Electrocoagulation process is often designed as a function of current density as the proportion current over the electrode surface (Hakizimana et al. 2017). Current density is an important factor because it determines the production rate of coagulation, bubble formation rate and hence of flocs (Naje et al. 2017). Experimental studies were carried out at fixed current density per electrode area at 5 mA/cm², which corresponded as currents value 50, 200 and 500 mA with electrode surface areas 10, 40 and 100 cm² respectively. It can be indicated from Fig. 16.4, at fixed current density as various currents system was different when currents increased from 50 to 500 mA with the area of 10 cm² and 100 cm² after 10 min, the color removal efficiency increased from 12.5% to 90.9%. Although the same value of current density per electrode area ratio, it seems that currents are an important factor affecting efficiency. Other studies the current density with constant electrodes area; CA of 5-20 mA/cm² observed an increase in dye removal efficiency up to 98.7% with an increasing CA (Abu Ghalwa and Saqer 2016). Another study, using CA in range 100–1200 mA/cm², the dye removal increased from 65% to 92% (acid black 52) and 97% (acid yellow 220) with an increasing CA of 10–40 mA/cm², but increasing CA up to 1200 mA/cm² no real difference (Pajootan et al. 2012). For CA was varied between 20.8–62.5 mA/cm². An increase in CA from 20.83 to 62.5 mA/cm² the color removal efficiency increased 78–93% when CA higher than 31.25 mA/cm² became a small difference curve (Merzouk et al. 2009). As a result, the CA corresponded to the currents value (I), which influent to electrocoagulation efficiency. When increased CA with electrodes area was constant, the current value was increasing. In other words, seems to currents the most influential to the EC system.

Fig. 16.4

Effect of current density on the color removal efficiency with Al electrodes. Electrodes gap 2 cm, Initial pH 4–4.3, I/A = 5 mA/cm²

16.4.4 Electrical Energy Consumption

Energy consumption regarding potential (Cell voltage; Volt), current (I; Amp), time of electrolysis and volume of dye solution that is calculated by Eq. 5. Table 16.2 represents the variation of electrical energy consumption with various electrodes areas (4–100 cm²), current 0.05, 0.3, and 0.5 A at the time of experiment 60 min. According to observation, the cell voltage decreases by increasing the electrode surface area due to constant current. When the electrode area increased from 4 to 100 cm² (I = 0.05A), cell voltage lower from 17.1 to 5.2 volts the electric energy consumption decreasing 427.5 to 130 KW hr/m³. As for current 0.3–0.5 A the cell voltage decreased 63.1 to 30.6 volts, with the energy consumption 15,755–7650 KW hr/m³.

* Material supplied
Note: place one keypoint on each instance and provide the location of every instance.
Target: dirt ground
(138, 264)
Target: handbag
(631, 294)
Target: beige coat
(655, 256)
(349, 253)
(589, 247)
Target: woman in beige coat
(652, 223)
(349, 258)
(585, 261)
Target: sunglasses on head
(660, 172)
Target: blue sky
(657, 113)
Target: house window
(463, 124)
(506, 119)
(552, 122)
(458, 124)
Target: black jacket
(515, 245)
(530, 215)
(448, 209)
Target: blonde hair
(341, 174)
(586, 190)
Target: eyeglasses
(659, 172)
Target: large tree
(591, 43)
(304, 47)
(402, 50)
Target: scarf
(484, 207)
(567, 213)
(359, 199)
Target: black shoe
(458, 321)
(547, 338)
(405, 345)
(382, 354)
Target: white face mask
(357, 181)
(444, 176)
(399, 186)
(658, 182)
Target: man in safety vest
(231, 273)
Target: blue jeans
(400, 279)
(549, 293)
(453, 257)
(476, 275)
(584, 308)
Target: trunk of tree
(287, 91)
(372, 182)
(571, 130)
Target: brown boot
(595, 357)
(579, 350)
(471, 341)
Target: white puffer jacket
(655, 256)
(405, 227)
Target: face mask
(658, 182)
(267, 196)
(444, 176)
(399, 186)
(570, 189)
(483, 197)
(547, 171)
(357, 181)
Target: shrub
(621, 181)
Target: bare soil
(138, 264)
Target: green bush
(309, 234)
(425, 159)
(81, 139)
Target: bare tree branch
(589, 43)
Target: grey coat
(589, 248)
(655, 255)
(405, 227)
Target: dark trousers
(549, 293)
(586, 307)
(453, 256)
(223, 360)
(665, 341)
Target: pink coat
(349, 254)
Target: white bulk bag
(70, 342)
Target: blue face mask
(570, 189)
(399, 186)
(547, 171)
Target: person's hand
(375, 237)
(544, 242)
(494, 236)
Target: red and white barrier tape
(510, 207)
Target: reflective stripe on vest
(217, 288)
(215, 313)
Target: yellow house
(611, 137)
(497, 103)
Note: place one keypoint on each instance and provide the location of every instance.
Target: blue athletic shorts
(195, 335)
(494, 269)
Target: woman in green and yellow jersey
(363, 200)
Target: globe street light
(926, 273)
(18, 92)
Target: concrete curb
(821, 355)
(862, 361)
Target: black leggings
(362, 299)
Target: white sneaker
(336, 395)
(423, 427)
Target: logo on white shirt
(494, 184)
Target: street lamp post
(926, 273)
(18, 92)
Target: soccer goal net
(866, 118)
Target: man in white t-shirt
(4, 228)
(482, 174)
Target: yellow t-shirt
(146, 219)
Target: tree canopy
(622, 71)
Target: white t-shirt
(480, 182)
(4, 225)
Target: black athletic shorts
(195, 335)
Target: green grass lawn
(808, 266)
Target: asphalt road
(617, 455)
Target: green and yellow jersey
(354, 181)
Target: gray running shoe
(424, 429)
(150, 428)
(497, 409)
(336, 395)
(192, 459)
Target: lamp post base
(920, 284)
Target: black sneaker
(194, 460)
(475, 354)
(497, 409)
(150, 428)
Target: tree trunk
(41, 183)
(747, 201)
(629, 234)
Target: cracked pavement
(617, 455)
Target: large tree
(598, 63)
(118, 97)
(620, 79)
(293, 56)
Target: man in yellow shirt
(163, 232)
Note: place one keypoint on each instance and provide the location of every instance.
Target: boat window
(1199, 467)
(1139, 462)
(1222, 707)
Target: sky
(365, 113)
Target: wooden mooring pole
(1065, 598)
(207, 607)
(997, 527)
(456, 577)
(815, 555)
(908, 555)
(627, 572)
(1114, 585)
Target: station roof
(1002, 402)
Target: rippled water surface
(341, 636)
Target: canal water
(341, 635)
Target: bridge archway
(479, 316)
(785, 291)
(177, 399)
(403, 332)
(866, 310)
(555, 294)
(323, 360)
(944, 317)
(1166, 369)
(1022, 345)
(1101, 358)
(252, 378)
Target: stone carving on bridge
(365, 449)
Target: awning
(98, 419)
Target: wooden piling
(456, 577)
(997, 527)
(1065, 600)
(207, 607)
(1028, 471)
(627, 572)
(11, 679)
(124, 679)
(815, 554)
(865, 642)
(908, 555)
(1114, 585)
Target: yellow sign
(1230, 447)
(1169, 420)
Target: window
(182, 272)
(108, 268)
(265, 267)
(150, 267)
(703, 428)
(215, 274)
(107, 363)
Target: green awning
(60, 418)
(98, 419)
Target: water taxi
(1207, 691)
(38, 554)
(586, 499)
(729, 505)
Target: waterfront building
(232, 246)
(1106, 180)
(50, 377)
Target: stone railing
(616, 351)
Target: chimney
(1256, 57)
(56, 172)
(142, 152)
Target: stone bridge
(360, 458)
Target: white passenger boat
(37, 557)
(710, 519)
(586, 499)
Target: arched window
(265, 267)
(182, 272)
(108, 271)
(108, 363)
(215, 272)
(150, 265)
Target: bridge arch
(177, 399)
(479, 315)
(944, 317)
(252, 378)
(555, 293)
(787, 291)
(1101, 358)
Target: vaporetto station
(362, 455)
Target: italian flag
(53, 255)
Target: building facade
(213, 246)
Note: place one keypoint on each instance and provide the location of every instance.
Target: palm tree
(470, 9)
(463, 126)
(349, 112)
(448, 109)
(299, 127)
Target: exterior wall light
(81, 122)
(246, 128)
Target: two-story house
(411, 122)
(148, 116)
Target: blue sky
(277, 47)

* Activity
From the electrocoagulation text above, extract the passage that begins at the words "Energy consumption regarding" and stops after "15,755–7650 KW hr/m³.", copying it without changes.

* Solved problem
Energy consumption regarding potential (Cell voltage; Volt), current (I; Amp), time of electrolysis and volume of dye solution that is calculated by Eq. 5. Table 16.2 represents the variation of electrical energy consumption with various electrodes areas (4–100 cm²), current 0.05, 0.3, and 0.5 A at the time of experiment 60 min. According to observation, the cell voltage decreases by increasing the electrode surface area due to constant current. When the electrode area increased from 4 to 100 cm² (I = 0.05A), cell voltage lower from 17.1 to 5.2 volts the electric energy consumption decreasing 427.5 to 130 KW hr/m³. As for current 0.3–0.5 A the cell voltage decreased 63.1 to 30.6 volts, with the energy consumption 15,755–7650 KW hr/m³.